INSTRUCTIONS TO FOLLOW:
Please copy the part of the St. Cloud mall stabbing forum thread below word for word, starting at "## Brill (Sep" and ending at "don't get it.".

TEXT PROVIDED:
****************************************

# *UPDATE *  ISIS takes credit for St. Cloud, MN mall stabbings - Carry everywhere friends -



## Ooh-Rah (Sep 18, 2016)

St Cloud is a tiny little bypass city. A tiny little bypassed city that had become a Mecca for immigrating Muslims to migrate to. 

to add - it was an off-duty cop at the mall that stopped him. 

_St. Cloud Police Chief Blair Anderson says the attacker made references to Allah during the attack and asked at least one person whether they were Muslim_

Mall on lockdown after mass stabbing 'leaves eight people wounded'


----------



## Brill (Sep 18, 2016)

Mecca ref!


----------



## BuckysBadger24 (Sep 18, 2016)

What the hell is it about Minnesota that attracts em.  I just....I don't get it.



Ooh-Rah said:


> _St. Cloud Police Chief Blair Anderson says the attacker made references to Allah during the attack and asked at least one person whether they were Muslim_



This is why I don't complain about the little old Jehovah's witness ladies anymore.  

Glad that atleast no one lost their lives.  I hate it when this section of the forum gets busy.  It was nice and quiet for a little while there.


----------



## Kraut783 (Sep 18, 2016)

****************************************

GIVEN DATA:
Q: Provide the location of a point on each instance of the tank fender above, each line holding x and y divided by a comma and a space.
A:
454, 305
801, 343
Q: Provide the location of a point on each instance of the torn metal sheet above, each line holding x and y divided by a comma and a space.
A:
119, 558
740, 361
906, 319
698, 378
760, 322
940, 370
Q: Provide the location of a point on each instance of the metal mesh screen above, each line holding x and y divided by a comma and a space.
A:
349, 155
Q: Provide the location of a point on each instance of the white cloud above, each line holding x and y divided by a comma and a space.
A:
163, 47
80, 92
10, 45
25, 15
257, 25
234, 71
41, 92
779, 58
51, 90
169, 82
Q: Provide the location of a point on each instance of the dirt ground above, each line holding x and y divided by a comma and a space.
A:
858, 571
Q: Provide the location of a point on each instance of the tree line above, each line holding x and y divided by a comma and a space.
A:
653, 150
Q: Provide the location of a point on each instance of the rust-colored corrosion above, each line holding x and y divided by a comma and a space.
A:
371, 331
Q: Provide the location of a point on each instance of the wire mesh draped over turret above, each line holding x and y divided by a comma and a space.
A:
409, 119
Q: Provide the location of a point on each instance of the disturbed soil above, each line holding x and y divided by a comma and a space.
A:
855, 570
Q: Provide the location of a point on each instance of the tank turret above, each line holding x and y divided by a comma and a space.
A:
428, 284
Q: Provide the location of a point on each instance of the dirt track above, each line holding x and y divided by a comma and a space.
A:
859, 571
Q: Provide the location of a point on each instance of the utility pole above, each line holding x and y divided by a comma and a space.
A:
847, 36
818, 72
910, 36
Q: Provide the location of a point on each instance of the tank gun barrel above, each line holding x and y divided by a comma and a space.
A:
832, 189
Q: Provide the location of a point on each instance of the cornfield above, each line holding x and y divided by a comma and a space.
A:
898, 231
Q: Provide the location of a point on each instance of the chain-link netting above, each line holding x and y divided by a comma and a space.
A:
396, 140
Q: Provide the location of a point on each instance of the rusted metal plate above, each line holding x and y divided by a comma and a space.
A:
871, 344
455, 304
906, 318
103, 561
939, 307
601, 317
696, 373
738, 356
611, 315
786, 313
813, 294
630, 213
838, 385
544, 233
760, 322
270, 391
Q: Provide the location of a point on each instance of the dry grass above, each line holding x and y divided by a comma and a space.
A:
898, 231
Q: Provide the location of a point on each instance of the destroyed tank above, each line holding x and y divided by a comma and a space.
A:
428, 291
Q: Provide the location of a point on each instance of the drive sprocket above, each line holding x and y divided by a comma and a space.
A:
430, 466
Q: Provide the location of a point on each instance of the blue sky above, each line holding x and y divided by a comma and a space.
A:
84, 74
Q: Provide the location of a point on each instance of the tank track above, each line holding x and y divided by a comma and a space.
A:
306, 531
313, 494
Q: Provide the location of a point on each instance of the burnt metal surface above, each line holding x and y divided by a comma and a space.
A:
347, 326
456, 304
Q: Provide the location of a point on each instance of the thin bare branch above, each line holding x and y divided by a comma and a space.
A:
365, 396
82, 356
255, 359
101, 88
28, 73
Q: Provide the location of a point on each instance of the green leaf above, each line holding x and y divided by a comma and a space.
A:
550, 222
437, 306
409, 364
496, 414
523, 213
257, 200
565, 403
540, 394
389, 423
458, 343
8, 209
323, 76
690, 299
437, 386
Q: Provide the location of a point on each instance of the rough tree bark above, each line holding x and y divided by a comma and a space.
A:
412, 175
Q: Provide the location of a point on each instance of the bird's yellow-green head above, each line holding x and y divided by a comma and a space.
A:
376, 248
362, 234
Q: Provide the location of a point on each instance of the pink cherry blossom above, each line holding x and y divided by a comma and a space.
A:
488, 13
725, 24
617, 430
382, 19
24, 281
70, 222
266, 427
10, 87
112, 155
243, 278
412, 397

****************************************

RESPONSE:
## Brill (Sep 18, 2016)

Mecca ref!


----------



## BuckysBadger24 (Sep 18, 2016)

What the hell is it about Minnesota that attracts em.  I just....I don't get it.